**Document section**
What Finland’s Housing First Model Gets Right, and How New Beginnings Is Applying It in America
For decades, homelessness policy in the United States has been organized around a familiar logic: stabilize behavior first, then earn housing. Treatment, sobriety, compliance, and “readiness” are prerequisites. Housing becomes the reward at the end of a long staircase.
Finland rejected that sequence—and quietly solved a problem many nations still debate.
Since formally adopting its Housing First strategy in 2008, Finland has achieved a dramatic reduction in long-term homelessness. Not through slogans or pilot programs, but by restructuring how housing, services, and accountability actually work on the ground. The lesson is not ideological. It is operational.
What Finland’s Housing First Model Actually Does
Housing First is often mischaracterized as “giving people free apartments.” That framing misses the discipline of the model.
Finland made three deliberate system changes.
First, permanent housing became the intervention—not the incentive.
Individuals experiencing homelessness are placed directly into permanent housing without preconditions such as sobriety or treatment compliance. Supportive services are offered immediately, but tenancy is not contingent on perfect behavior. The underlying assumption is pragmatic: stability makes recovery possible; instability undermines it.
Second, Finland built the housing capacity to support the policy.
A Housing First philosophy without housing stock is rhetoric. Finland converted emergency shelters and hostels into permanent apartments and invested heavily in acquisition and new construction. The result was not better shelters, but fewer people needing them. Over time, shelter beds were intentionally drawn down as permanent housing capacity expanded.
Third, roles were clearly separated.
Nonprofit housing providers—most notably the Y-Foundation, one of Finland’s largest landlords—focused on owning and managing apartments. Municipalities and partner organizations delivered health, behavioral, and social services. Housing providers housed. Service providers supported. Accountability was clean.

**Brief 1**
Translate this sentence from the article on Finland's Housing First model into Spanish: "Finland rejected that sequence—and quietly solved a problem many nations still debate."

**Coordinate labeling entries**
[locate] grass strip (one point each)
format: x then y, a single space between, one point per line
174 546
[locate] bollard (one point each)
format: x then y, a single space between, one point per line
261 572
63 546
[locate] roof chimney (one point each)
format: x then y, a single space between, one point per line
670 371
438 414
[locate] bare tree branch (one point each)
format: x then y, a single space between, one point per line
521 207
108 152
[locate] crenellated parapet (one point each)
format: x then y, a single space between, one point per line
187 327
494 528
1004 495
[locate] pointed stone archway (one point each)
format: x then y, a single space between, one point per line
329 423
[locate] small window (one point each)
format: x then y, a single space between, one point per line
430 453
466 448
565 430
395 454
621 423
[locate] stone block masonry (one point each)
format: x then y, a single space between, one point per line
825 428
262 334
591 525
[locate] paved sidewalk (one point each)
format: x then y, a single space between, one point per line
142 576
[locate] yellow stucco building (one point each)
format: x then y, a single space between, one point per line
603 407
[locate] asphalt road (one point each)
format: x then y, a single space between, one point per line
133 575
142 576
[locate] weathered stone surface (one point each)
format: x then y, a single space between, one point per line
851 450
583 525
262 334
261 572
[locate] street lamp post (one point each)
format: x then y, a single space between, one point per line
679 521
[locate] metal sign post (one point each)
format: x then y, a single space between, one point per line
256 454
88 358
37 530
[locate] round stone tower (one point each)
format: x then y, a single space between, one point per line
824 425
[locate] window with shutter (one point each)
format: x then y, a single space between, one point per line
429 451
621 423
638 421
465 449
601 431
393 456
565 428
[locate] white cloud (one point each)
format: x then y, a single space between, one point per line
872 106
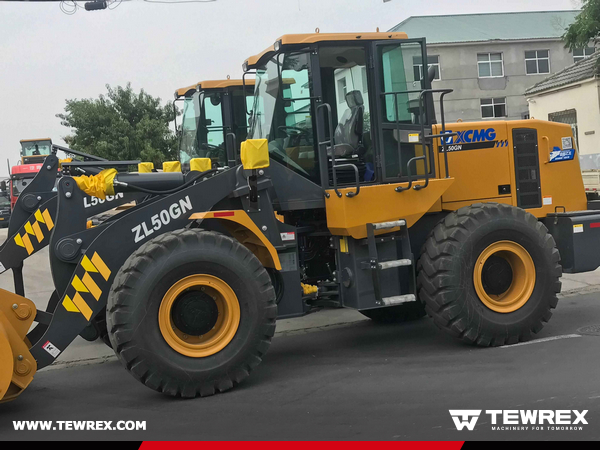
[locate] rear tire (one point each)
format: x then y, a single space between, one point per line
179 364
502 309
407 312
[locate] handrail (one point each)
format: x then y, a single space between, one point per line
231 151
244 88
329 143
356 178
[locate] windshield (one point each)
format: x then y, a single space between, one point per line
189 127
202 129
282 112
35 148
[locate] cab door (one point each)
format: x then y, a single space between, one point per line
403 114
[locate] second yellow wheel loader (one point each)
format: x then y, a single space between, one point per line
381 206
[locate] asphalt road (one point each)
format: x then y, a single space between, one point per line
357 381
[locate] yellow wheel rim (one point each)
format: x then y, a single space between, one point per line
523 277
226 324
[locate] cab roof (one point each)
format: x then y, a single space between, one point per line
212 84
311 38
35 140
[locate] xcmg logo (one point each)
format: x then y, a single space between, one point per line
521 420
470 136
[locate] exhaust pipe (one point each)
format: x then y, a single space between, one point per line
17 365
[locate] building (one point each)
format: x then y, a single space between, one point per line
572 96
491 59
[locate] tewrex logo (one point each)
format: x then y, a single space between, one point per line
471 139
517 420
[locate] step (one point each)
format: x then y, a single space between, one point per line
388 225
398 263
399 299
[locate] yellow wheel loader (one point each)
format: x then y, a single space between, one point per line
379 206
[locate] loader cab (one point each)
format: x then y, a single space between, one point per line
345 109
214 121
35 150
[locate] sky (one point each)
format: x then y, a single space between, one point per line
47 56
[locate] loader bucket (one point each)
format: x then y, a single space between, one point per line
17 365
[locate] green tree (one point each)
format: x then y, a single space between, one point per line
122 125
586 27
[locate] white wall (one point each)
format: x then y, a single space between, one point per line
584 98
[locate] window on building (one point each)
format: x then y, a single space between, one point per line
537 62
568 116
432 61
342 90
582 53
493 107
490 65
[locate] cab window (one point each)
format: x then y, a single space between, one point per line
346 89
400 111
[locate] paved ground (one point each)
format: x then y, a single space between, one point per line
333 375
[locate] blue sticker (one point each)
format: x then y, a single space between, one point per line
558 155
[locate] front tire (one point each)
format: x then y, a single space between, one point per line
191 313
489 274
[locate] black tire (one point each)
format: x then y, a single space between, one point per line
99 323
396 314
446 274
136 295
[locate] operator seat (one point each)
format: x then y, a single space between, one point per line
349 132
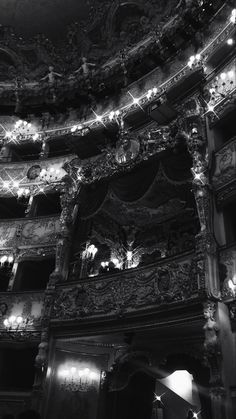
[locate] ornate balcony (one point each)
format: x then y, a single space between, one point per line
31 175
30 236
227 269
133 291
28 306
225 170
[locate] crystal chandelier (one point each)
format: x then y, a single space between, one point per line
78 379
17 327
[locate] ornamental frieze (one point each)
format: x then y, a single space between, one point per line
29 232
128 292
225 164
27 305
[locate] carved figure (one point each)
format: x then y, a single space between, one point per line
51 76
85 67
211 329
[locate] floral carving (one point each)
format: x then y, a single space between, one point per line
127 292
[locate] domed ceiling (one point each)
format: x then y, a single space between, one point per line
29 17
99 23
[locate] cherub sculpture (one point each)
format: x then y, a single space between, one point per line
85 67
51 76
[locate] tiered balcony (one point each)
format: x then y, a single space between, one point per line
27 236
228 271
225 168
25 305
129 293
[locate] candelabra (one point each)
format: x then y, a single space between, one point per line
77 379
18 328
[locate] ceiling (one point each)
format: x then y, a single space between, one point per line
29 17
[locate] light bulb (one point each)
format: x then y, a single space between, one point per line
6 184
35 136
93 375
231 74
73 370
19 319
135 101
98 118
149 93
3 259
12 319
111 115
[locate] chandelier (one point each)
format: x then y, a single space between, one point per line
78 379
17 327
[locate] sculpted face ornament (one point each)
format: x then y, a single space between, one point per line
127 150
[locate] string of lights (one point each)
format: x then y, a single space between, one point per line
26 131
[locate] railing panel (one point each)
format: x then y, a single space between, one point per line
129 291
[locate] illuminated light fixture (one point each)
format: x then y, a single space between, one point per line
210 108
16 328
76 379
35 136
149 93
135 101
129 255
99 118
223 76
3 259
231 74
7 134
89 252
232 285
15 184
233 16
18 123
158 398
6 184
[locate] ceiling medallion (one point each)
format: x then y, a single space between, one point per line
127 149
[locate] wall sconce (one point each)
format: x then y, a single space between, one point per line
16 328
6 260
89 252
232 285
76 379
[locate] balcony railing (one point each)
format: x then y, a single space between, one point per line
28 305
225 164
29 233
227 269
134 290
31 174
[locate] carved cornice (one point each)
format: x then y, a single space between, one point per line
130 292
26 304
30 235
129 152
225 169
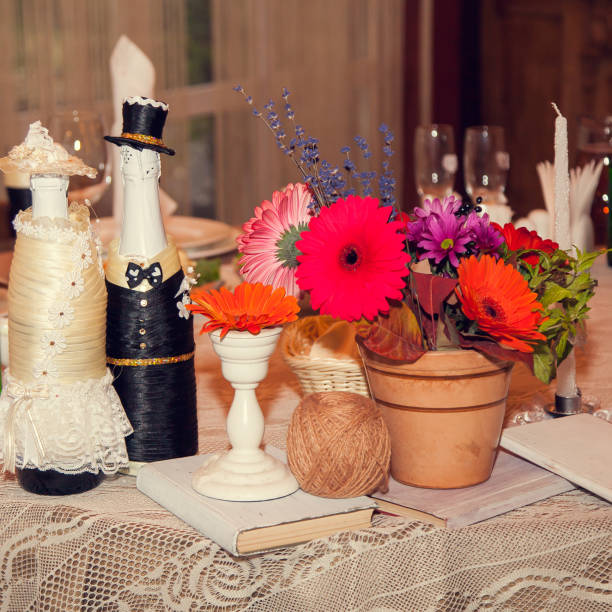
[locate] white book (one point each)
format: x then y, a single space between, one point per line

**Brief 2**
Identify every line of the entries that contains the word "white", treating uppercase and lowercase as different, and copy each such line.

**Exercise solution 1**
Finlandia rechazó esa secuencia, y resolvió discretamente un problema que muchas naciones todavía debaten.

**Exercise solution 2**
[locate] white cloud (one point each)
[locate] white wall (one point each)
[locate] white book (one point each)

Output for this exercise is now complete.